WHAT IS ASKED: Can you carry the news article about showing the alleged De Lima video at the House probe forward from its final paragraph?

Alvarez: No violation of law in showing alleged De Lima sex video | Inquirer News

Alvarez: No violation of law in showing alleged De Lima sex video

/ 04:24 PM September 29, 2016

Speaker Pantaleon “Bebot” Alvarez on Thursday said that showing the alleged sex video of Senator Leila de Lima during the House probe would be a violation of the law, which clearly states that pornographic material is prohibited and is not admissible as evidence.

In a radio interview over DZMM, Alvarez said the House of Representatives justice committee inquiry on the proliferation of drugs at the Bilibid prison was not a criminal proceeding to try De Lima for her supposed role when she was justice secretary.

Alvarez said the inquiry was only conducted in aid of legislation to come up with proposed laws to stamp out the illegal drug trade at the national penitentiary.


READ: Alvarez: Nothing wrong if De Lima ‘sex video’ shown in probe


“Dapat tandaan natin na hindi naman ito criminal proceedings, na yung video tape na yun ay gagamitin natin para i-prosecute ang isang tao. Ito, fact-finding lang po ito, naghahanap lang po tayo ng katotohanan dito,” Alvarez said.

“Wala po tayong pino-prosecute na tao. Sa tingin ko naman walang paglabag sa batas,” he added.

(We must keep in mind that these are not criminal proceedings where the video tape would be used to prosecute a person. This is only fact-finding, we are only seeking the truth here.)

Gabriela Rep. Emmi De Jesus first raised the idea that showing De Lima’s alleged sex tape during the hearing is a violation of Republic Act 9995 or the Anti-Photo and Video Voyeurism Law, which she said penalizes acts that aim to annihilate any person’s honor, dignity and integrity.


READ: Gabriela solon: Showing alleged De Lima sex video illegal


De Jesus said the law punishes the act of broadcasting, through any device, photos, videos or recordings of sexual acts or any similar activities of a person except for the purpose of suppressing or prosecuting the crime of photo or video voyeurism and upon a court order.

“No man, woman or child, no matter how justified the case is presented for such proposals, deserves to be subjected to the prospect of one’s private affairs exposed,” De Jesus said.

Alvarez maintained that the showing the video is material evidence to establish the illicit relationship between De Lima and her former driver Ronnie Dayan, who Bilbid inmates alleged collected drug money for De Lima at the Bilibid.

ENTRIES:
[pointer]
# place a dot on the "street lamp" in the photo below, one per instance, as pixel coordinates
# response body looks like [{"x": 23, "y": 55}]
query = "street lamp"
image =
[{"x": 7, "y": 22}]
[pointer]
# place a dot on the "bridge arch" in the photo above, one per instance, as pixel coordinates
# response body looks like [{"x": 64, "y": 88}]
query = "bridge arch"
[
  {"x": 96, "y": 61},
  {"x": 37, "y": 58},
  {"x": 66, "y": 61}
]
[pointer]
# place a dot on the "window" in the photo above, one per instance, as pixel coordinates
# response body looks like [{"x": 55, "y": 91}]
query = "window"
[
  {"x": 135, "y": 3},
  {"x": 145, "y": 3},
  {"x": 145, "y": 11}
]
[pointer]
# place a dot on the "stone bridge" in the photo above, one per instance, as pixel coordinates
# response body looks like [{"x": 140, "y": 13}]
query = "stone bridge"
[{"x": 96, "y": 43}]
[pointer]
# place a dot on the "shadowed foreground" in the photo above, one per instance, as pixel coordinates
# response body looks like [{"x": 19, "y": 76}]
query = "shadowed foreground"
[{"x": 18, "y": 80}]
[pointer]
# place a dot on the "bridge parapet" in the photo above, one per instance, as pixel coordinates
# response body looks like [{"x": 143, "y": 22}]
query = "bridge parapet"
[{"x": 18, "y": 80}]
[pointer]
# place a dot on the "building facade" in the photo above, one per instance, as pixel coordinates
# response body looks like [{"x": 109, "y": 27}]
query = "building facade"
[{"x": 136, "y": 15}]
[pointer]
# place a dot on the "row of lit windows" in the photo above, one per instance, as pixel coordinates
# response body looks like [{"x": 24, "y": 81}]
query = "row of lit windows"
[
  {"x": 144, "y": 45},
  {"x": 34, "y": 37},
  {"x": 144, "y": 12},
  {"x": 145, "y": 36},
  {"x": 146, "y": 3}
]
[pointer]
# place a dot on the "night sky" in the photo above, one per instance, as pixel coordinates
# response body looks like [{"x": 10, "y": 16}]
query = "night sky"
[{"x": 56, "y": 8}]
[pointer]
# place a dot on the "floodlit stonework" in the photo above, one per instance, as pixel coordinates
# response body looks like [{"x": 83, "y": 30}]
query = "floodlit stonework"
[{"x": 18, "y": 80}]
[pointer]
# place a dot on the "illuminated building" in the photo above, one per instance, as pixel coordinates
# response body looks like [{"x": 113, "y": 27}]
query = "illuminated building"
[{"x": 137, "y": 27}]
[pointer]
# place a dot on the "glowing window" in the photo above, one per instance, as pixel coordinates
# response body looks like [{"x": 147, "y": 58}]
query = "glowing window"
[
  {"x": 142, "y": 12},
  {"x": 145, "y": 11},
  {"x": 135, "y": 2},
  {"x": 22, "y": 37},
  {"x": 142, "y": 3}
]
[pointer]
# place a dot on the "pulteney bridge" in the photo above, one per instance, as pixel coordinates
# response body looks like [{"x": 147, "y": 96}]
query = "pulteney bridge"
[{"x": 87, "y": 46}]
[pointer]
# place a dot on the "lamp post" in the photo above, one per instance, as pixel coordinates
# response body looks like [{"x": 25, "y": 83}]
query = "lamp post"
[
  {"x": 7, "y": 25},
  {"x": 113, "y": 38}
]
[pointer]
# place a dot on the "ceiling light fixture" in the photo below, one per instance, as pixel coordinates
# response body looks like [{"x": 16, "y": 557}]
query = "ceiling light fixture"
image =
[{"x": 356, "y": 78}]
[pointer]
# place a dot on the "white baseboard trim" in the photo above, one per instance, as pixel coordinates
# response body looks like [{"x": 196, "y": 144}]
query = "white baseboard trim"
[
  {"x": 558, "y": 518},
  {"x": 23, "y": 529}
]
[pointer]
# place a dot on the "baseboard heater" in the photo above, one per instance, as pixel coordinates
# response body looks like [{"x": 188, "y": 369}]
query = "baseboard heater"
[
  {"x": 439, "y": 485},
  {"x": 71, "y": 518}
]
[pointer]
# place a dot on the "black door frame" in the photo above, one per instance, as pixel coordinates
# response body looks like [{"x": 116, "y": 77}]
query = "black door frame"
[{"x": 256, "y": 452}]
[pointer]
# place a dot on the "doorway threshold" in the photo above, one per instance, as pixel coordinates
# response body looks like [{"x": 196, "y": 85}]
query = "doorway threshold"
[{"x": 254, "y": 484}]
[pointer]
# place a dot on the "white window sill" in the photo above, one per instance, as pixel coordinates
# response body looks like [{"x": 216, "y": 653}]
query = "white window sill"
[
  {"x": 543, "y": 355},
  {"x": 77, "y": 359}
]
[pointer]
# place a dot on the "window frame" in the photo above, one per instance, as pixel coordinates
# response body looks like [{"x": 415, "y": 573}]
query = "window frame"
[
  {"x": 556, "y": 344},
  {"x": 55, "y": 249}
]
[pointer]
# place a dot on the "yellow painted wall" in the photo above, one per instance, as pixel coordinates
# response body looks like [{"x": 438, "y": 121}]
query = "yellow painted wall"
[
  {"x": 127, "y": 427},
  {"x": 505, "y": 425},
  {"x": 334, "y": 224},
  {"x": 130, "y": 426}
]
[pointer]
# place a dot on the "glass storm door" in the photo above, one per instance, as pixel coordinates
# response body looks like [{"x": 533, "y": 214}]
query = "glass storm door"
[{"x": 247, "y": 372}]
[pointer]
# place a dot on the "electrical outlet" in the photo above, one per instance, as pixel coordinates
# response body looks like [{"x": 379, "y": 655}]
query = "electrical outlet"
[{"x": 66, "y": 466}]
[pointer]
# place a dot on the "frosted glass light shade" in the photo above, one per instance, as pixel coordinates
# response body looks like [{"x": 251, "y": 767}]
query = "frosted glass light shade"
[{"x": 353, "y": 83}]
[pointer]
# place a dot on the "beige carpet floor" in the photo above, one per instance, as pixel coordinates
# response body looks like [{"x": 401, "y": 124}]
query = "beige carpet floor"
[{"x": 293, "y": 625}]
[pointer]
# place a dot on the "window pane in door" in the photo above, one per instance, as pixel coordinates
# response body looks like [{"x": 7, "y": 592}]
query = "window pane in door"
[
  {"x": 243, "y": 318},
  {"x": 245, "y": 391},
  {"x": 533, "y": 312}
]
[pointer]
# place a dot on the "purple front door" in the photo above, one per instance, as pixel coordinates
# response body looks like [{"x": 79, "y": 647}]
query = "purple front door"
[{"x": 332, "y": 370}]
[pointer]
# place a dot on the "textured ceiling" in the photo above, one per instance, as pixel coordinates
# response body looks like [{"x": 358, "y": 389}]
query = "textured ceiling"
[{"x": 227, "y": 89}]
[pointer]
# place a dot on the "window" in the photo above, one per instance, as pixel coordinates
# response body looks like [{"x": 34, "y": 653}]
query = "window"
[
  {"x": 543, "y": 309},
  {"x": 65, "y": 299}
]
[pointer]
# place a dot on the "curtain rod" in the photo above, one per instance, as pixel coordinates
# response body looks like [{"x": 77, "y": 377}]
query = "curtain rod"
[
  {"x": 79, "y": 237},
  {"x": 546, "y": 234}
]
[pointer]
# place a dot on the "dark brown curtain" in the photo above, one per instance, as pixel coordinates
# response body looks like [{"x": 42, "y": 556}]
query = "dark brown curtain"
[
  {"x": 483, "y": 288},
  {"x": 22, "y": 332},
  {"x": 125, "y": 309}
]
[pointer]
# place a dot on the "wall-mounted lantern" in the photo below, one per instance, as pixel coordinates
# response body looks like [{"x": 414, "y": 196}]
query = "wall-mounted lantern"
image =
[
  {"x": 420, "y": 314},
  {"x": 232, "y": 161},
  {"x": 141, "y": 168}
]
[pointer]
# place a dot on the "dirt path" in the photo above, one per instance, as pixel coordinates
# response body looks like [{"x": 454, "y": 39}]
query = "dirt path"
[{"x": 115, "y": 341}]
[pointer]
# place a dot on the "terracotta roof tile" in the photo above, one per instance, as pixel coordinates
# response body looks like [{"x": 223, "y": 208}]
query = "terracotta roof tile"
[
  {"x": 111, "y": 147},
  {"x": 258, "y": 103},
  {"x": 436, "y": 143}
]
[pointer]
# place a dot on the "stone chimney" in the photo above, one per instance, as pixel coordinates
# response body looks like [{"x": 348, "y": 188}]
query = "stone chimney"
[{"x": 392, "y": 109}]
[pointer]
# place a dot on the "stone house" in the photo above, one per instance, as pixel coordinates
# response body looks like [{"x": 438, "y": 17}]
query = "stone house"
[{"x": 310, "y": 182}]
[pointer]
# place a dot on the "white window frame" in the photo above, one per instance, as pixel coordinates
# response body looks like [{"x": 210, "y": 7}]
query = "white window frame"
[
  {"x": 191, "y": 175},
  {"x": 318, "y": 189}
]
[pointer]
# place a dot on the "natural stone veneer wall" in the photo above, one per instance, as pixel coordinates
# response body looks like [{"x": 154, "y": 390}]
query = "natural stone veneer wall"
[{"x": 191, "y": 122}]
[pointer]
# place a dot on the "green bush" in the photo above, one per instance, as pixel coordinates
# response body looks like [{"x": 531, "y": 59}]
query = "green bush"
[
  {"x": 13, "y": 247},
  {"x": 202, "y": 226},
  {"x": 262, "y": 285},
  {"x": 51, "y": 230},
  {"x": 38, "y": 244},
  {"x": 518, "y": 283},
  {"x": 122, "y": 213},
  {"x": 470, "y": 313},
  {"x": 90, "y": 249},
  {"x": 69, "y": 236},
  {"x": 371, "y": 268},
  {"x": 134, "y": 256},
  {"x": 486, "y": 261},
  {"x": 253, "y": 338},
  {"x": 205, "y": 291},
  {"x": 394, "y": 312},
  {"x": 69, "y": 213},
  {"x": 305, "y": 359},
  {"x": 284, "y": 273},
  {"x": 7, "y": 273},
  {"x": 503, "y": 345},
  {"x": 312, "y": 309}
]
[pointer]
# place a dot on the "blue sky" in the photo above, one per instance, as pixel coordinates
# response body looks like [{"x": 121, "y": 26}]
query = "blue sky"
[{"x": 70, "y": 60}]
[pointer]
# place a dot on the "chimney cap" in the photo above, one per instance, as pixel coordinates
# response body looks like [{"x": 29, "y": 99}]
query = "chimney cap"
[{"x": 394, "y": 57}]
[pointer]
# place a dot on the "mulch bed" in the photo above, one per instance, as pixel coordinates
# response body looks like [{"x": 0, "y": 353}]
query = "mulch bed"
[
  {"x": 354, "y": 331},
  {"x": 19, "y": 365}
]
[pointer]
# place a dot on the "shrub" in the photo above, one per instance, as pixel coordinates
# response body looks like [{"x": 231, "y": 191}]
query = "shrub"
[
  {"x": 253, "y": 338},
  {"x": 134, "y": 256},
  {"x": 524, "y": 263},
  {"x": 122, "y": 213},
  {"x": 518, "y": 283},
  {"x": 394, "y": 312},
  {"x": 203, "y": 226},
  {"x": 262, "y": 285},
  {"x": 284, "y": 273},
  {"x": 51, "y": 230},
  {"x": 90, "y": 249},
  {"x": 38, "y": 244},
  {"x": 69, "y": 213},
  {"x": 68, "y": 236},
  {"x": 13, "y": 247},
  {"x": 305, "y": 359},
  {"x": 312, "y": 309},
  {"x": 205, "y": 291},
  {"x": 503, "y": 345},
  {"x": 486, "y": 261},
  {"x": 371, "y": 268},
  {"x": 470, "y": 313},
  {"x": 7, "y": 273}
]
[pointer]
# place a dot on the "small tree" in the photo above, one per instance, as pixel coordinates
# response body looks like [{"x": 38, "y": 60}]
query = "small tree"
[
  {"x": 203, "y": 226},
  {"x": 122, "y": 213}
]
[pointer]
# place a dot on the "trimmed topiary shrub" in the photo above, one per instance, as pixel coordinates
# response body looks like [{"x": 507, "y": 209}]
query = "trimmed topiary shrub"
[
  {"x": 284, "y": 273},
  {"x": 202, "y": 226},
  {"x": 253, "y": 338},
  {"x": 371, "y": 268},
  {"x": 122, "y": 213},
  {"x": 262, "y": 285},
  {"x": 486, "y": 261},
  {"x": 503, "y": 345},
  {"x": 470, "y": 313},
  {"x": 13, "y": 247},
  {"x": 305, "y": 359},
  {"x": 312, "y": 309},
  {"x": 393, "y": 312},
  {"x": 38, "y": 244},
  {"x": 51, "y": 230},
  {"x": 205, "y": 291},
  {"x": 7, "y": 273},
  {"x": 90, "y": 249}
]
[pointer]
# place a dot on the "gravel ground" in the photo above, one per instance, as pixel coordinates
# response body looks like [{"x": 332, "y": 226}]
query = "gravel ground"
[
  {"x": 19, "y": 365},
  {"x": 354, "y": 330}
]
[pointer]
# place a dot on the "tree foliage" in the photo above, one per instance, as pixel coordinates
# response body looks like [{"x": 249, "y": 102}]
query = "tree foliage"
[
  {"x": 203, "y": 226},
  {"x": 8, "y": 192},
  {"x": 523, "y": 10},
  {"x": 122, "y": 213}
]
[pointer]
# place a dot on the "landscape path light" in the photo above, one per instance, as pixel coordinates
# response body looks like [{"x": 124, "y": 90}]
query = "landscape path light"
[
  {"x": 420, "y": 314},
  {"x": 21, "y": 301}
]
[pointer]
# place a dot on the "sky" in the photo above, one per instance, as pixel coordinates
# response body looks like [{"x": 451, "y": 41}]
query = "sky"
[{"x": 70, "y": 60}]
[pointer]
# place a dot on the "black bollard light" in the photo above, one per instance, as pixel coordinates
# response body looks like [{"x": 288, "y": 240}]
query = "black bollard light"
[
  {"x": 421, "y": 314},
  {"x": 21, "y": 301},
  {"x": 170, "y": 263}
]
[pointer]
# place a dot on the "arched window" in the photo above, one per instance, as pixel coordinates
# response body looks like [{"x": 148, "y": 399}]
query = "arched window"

EXERCISE OUTPUT:
READ: NBI exec claims he gave P10M ‘drug quota’ to De Lima | 1st witness testifies De Lima got millions from drug lord 

“Papayagan natin iyan kasi mayroong denial at mayroon kasing allegations na binanggit yung mga inmates na ang kolektor ay yung driver ni Secretary De Lima. Ngayon, sinasabi niya wala naman silang relasyon at walang… maliban nga na naging driver niya. Dine-deny niya na mayroong personal relations between the two of them. Ngayon, sa akin, kung yung sex video ay magpapatunay ng relasyon nila, bakit naman hindi?” Alvarez said.

(We will allow it because there is denial and there are allegations where the inmates said that the collector is De Lima’s driver. Now, she is saying that they have no other relationship aside from Dayan being her driver. She denies any personal relations between the two of them. Now, for me, if the sex video would prove their personal relationship, why not [show it]?)

He said the video should not be blocked as material evidence if it would show the whole picture of De Lima’s alleged involvement in the drug trade in cahoots with carnapping convict Jaybee Sebastian, who allegedly raised campaign funds for the senator.

“Huwag masyado tayong matakot sa katotohanan (Let us not be too fearful of the truth),” Alvarez said.

READ: Aguirre: DOJ may present in court alleged De Lima sex videos | Duterte: De Lima’s ‘sexcapades’ led her to crime, drug pay-offs

However, the law states that any video prohibited under the Anti-Photo and Video Voyeurism Act should not be admissible as evidence in a legislative hearing.

According to Section 7 or “Inadmissibility of Evidence,” any record, photo or video which violates the said law should not be admissible as evidence in any judicial, quasi-judicial, legislative or administrative hearing or investigation.

The law prohibits the taking of photo or video, as well as copying, selling, distributing, and broadcasting such videos of any person performing sexual acts in the internet, cellphone, VCD/DVD, and other similar means or device.

The law imposes a penalty of three to seven years imprisonment, and a fine of P100,000 to P500,000.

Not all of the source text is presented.